◆ **SUPPLIED DATA**:
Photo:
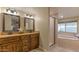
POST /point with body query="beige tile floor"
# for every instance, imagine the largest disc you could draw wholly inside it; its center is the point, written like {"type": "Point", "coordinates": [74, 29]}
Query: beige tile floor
{"type": "Point", "coordinates": [54, 49]}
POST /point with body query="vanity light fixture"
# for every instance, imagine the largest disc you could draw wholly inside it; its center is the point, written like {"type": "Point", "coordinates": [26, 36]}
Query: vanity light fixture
{"type": "Point", "coordinates": [11, 11]}
{"type": "Point", "coordinates": [29, 16]}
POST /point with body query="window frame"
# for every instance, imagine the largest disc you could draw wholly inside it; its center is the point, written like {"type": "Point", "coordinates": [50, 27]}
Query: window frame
{"type": "Point", "coordinates": [65, 26]}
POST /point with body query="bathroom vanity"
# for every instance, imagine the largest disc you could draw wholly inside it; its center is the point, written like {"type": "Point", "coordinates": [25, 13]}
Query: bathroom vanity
{"type": "Point", "coordinates": [19, 42]}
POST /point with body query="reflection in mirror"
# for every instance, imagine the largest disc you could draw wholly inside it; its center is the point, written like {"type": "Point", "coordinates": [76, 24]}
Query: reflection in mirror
{"type": "Point", "coordinates": [11, 23]}
{"type": "Point", "coordinates": [29, 24]}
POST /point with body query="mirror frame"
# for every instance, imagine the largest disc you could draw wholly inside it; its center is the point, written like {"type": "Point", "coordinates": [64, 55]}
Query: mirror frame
{"type": "Point", "coordinates": [3, 14]}
{"type": "Point", "coordinates": [25, 23]}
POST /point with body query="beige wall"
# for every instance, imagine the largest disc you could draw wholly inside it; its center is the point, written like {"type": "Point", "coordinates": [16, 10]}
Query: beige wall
{"type": "Point", "coordinates": [41, 22]}
{"type": "Point", "coordinates": [51, 31]}
{"type": "Point", "coordinates": [66, 42]}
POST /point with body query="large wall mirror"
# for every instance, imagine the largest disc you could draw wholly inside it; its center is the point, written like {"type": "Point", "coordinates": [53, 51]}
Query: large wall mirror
{"type": "Point", "coordinates": [11, 23]}
{"type": "Point", "coordinates": [29, 24]}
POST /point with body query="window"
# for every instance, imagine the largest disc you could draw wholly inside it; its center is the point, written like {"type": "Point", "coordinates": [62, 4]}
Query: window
{"type": "Point", "coordinates": [67, 27]}
{"type": "Point", "coordinates": [61, 27]}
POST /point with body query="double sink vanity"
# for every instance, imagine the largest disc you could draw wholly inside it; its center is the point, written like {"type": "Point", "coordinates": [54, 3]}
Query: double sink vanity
{"type": "Point", "coordinates": [20, 42]}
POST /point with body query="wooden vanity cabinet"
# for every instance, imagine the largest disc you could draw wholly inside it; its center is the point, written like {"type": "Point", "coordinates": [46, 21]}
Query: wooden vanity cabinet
{"type": "Point", "coordinates": [25, 43]}
{"type": "Point", "coordinates": [10, 44]}
{"type": "Point", "coordinates": [34, 41]}
{"type": "Point", "coordinates": [19, 43]}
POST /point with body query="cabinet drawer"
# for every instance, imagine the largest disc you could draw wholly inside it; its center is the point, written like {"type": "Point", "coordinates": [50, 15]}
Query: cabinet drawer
{"type": "Point", "coordinates": [35, 35]}
{"type": "Point", "coordinates": [8, 40]}
{"type": "Point", "coordinates": [25, 37]}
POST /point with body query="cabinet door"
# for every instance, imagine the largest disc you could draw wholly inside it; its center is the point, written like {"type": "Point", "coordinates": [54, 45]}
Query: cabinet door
{"type": "Point", "coordinates": [7, 47]}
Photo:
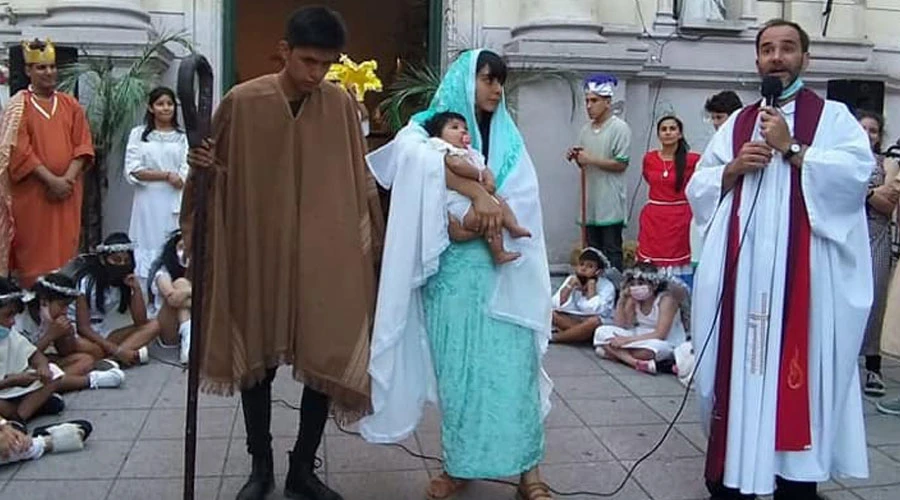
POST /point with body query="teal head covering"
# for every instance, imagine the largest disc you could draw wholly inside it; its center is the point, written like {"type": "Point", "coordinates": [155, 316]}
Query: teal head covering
{"type": "Point", "coordinates": [457, 93]}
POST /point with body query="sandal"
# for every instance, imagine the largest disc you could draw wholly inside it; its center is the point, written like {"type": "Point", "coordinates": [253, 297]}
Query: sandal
{"type": "Point", "coordinates": [534, 491]}
{"type": "Point", "coordinates": [444, 487]}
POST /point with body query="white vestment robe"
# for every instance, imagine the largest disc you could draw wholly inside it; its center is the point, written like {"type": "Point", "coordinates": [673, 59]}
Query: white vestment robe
{"type": "Point", "coordinates": [834, 178]}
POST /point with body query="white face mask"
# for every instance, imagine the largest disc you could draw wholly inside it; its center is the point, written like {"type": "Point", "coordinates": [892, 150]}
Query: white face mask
{"type": "Point", "coordinates": [182, 259]}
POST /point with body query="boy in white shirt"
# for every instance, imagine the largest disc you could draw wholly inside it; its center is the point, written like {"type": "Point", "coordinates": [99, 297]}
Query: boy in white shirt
{"type": "Point", "coordinates": [585, 300]}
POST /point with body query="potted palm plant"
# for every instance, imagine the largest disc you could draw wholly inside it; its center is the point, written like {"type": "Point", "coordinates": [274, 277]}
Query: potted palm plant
{"type": "Point", "coordinates": [115, 97]}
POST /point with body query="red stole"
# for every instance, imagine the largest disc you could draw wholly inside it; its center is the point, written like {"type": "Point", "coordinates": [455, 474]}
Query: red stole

◆ **PROBLEM TO SOLVE**: Transcribe every line of the records exactly. Pictures do not belong in the copy.

◆ **RESPONSE BELOW**:
Photo:
POST /point with body query="beige tile floor"
# for every instance, imagine the largest disc you could draw wholly inside it; its center is the point, written like {"type": "Point", "coordinates": [74, 29]}
Query: beige tile floor
{"type": "Point", "coordinates": [54, 49]}
POST /point with body query="vanity light fixture"
# for every instance, imagine the largest disc you could draw wholly inside it; its center is the point, written like {"type": "Point", "coordinates": [26, 36]}
Query: vanity light fixture
{"type": "Point", "coordinates": [11, 11]}
{"type": "Point", "coordinates": [29, 16]}
POST /point with body query="window frame"
# for every instance, imagine the largest disc you could draw wholly inside it; its center is the point, written like {"type": "Point", "coordinates": [50, 27]}
Query: window frame
{"type": "Point", "coordinates": [65, 26]}
POST /point with body query="bathroom vanity"
# for every instance, imagine the largest disc you could draw wholly inside it; its center is the point, written like {"type": "Point", "coordinates": [25, 13]}
Query: bathroom vanity
{"type": "Point", "coordinates": [19, 42]}
POST /point with body query="reflection in mirror"
# for every instance, imagine the largest disc you could draw wholly inside it; its center is the point, written like {"type": "Point", "coordinates": [76, 24]}
Query: reflection in mirror
{"type": "Point", "coordinates": [11, 23]}
{"type": "Point", "coordinates": [29, 24]}
POST /point with body query="mirror frame"
# for every instance, imagine the largest disc you could draw wholly inside it; its center is the point, written like {"type": "Point", "coordinates": [64, 55]}
Query: mirror frame
{"type": "Point", "coordinates": [3, 14]}
{"type": "Point", "coordinates": [25, 23]}
POST /point with body query="beige wall"
# for every instance, imagine the largest disc you could draw wholly inside it; its center is the point, written like {"type": "Point", "coordinates": [16, 10]}
Query: beige wall
{"type": "Point", "coordinates": [41, 22]}
{"type": "Point", "coordinates": [51, 31]}
{"type": "Point", "coordinates": [66, 42]}
POST /point with body query="large wall mirror"
# for every instance, imagine the largest disc you could draw wholly inside it; its center is the point, written like {"type": "Point", "coordinates": [53, 51]}
Query: large wall mirror
{"type": "Point", "coordinates": [11, 23]}
{"type": "Point", "coordinates": [29, 24]}
POST /point with body query="window"
# for every instance, imagine the largest disc you could draw wholly inside it; its center is the point, written like {"type": "Point", "coordinates": [62, 4]}
Query: window
{"type": "Point", "coordinates": [67, 27]}
{"type": "Point", "coordinates": [61, 27]}
POST /point with body query="double sink vanity"
# for every instance, imagine the largest disc you could draw wholly inside it; its center is the point, written like {"type": "Point", "coordinates": [54, 3]}
Query: double sink vanity
{"type": "Point", "coordinates": [20, 42]}
POST /point with body query="wooden vanity cabinet"
# for every instance, imagine the largest disc you could draw wholly inside it; its center is the point, written like {"type": "Point", "coordinates": [46, 21]}
Query: wooden vanity cabinet
{"type": "Point", "coordinates": [25, 43]}
{"type": "Point", "coordinates": [10, 44]}
{"type": "Point", "coordinates": [34, 41]}
{"type": "Point", "coordinates": [19, 43]}
POST /point with body query="cabinet drawer"
# for every instance, imagine the largest disc you could draw wholly inside it; its center is the point, written like {"type": "Point", "coordinates": [50, 15]}
Query: cabinet drawer
{"type": "Point", "coordinates": [35, 35]}
{"type": "Point", "coordinates": [8, 40]}
{"type": "Point", "coordinates": [25, 37]}
POST /point with body query="cabinet door"
# for every instance, imagine the largest disc you could draw wholly inside it; its center is the point, written like {"type": "Point", "coordinates": [54, 45]}
Query: cabinet door
{"type": "Point", "coordinates": [7, 47]}
Photo:
POST /point with body query="teal head covering"
# for every instance, imagine the largest disc you could draw wholly inside it; its center is the point, written like {"type": "Point", "coordinates": [155, 316]}
Query: teal head covering
{"type": "Point", "coordinates": [457, 93]}
POST /point with body query="sandal"
# for every instance, imagine the largest disc you could draw wholly inside it; its center is the point, written like {"type": "Point", "coordinates": [253, 297]}
Query: sandal
{"type": "Point", "coordinates": [534, 491]}
{"type": "Point", "coordinates": [444, 487]}
POST /point with body query="white vestment robe"
# for every instance, imagine the largest disc you could draw wholly inside it; its center is the point, written like {"type": "Point", "coordinates": [673, 59]}
Query: white vestment robe
{"type": "Point", "coordinates": [834, 178]}
POST /point with body query="white face mask"
# for every instance, imagine the largest disc you could draw wholly inside it; its center is the point, written like {"type": "Point", "coordinates": [892, 150]}
Query: white face mask
{"type": "Point", "coordinates": [182, 259]}
POST /point with body query="boy in white shirt"
# for every instance, imagine the largest disc you could draw wholly inside it; its center is the point, written like {"type": "Point", "coordinates": [99, 297]}
Query: boy in white shirt
{"type": "Point", "coordinates": [585, 300]}
POST /point with body query="potted palm plant"
# for every instance, imagine the largest disc you could draw wholly inside it; its center is the point, written like {"type": "Point", "coordinates": [274, 277]}
Query: potted palm plant
{"type": "Point", "coordinates": [115, 97]}
POST /point with body query="red stole"
# for every instance, imagine the largest disc you could draw wholly inside it; its center is the point, written like {"type": "Point", "coordinates": [455, 474]}
Query: red stole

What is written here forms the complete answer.